--- EXERCISE INPUT Enclosed Below ---

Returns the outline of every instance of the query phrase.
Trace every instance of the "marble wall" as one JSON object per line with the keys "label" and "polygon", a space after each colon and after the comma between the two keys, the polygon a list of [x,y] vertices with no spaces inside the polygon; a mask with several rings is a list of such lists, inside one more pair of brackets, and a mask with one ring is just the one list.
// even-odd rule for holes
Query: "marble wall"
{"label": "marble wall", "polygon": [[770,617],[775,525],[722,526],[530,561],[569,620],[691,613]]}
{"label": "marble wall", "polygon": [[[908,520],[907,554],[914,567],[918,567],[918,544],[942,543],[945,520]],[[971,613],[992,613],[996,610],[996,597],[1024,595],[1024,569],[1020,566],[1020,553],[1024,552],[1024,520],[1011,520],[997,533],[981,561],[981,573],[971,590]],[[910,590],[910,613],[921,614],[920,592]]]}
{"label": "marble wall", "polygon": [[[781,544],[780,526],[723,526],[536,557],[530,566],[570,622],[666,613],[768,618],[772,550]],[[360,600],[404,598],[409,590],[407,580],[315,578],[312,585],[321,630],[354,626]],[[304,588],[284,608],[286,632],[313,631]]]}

--- End of Enclosed EXERCISE INPUT ---
--- EXERCISE INPUT Enclosed Below ---

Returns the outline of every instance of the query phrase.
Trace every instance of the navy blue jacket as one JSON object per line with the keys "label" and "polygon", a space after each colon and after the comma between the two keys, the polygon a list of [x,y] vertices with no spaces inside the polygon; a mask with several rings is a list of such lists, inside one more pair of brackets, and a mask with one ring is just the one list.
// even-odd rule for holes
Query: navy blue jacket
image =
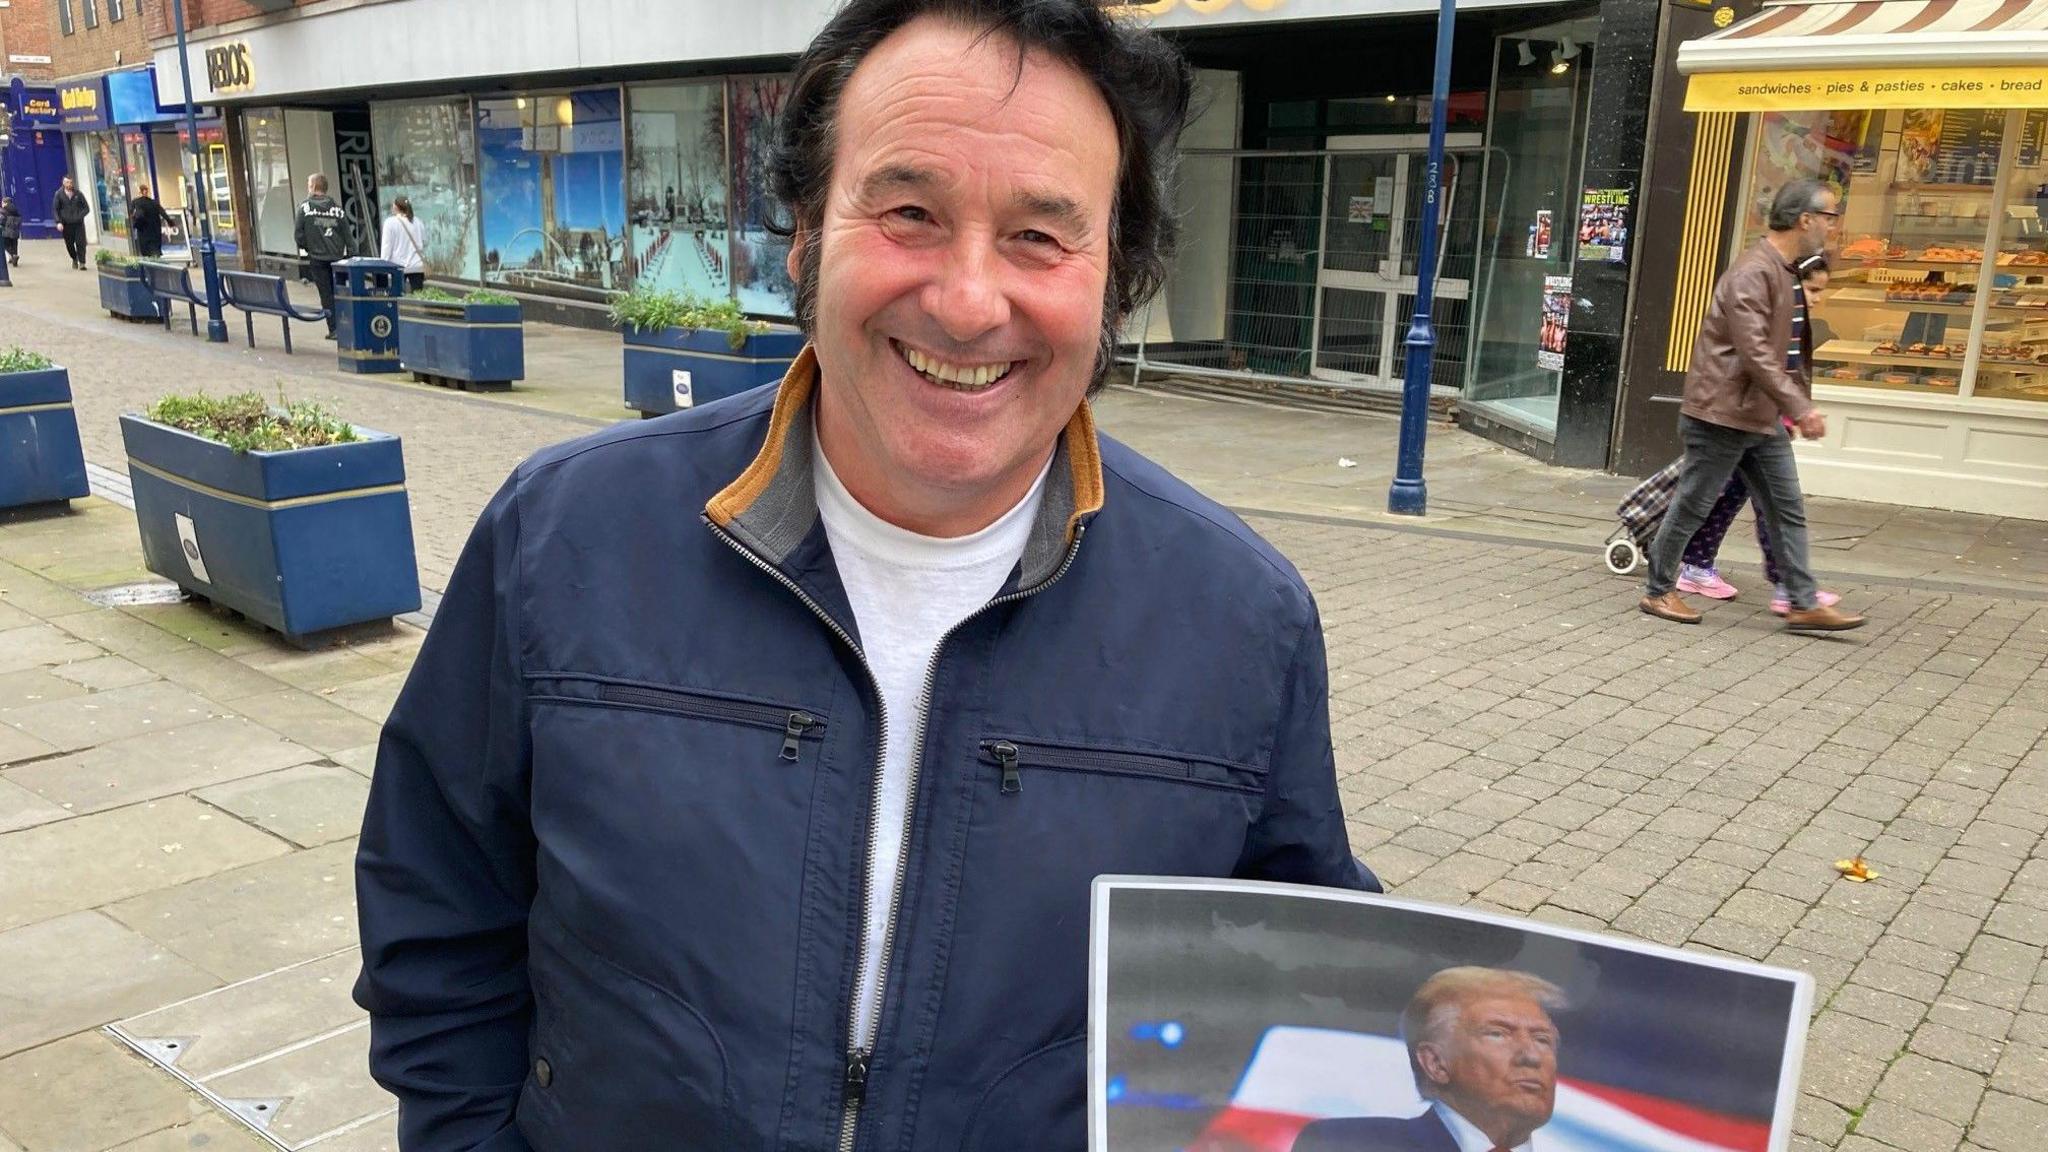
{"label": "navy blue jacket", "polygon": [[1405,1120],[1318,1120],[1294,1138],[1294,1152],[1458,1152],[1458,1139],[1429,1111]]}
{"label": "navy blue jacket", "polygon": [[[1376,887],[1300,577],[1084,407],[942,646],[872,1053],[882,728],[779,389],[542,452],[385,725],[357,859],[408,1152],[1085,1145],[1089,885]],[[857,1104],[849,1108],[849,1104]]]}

--- End of Enclosed EXERCISE INPUT ---
--- EXERCISE INPUT Enclosed Below ---

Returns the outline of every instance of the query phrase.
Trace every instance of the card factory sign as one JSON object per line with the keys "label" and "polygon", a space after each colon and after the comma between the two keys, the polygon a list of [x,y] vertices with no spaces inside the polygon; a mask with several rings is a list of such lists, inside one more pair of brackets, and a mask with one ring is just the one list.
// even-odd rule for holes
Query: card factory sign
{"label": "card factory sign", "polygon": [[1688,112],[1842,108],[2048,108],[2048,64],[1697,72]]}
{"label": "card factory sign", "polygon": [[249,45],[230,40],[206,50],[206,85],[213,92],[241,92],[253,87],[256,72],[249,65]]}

--- End of Enclosed EXERCISE INPUT ---

■ YOUR OBJECTIVE ■
From the records above, pull every line that has the string "after" and copy it.

■ EXPECTED OUTPUT ■
Trace every instance of the "marble wall" as one JSON object per line with the keys "label" and "polygon", a space after each colon and after the comma between the two keys, the polygon a list of [x,y] vertices with no spaces inside the polygon; a mask with several rings is a list of such lists, inside one more pair of brackets, and a mask with one ring is just the one list.
Trace every instance of the navy blue jacket as one JSON object per line with the keys "label" and "polygon", a space after each colon and after the comma between the two keys, the polygon a list of [x,y] vertices with no spaces inside the polygon; a mask with several rings is a list of such lists, inside one more pair of brackets, and a mask with one ring is just the one list.
Trace every instance of the card factory sign as one JSON object per line with the keys "label" and "polygon", a space after each colon and after the comma between the two keys, the polygon a list of [x,y] vertices with no spaces inside the polygon; a mask with several rings is a list of such lists, inside one more pair of brackets, and a mask with one ring is just the one list.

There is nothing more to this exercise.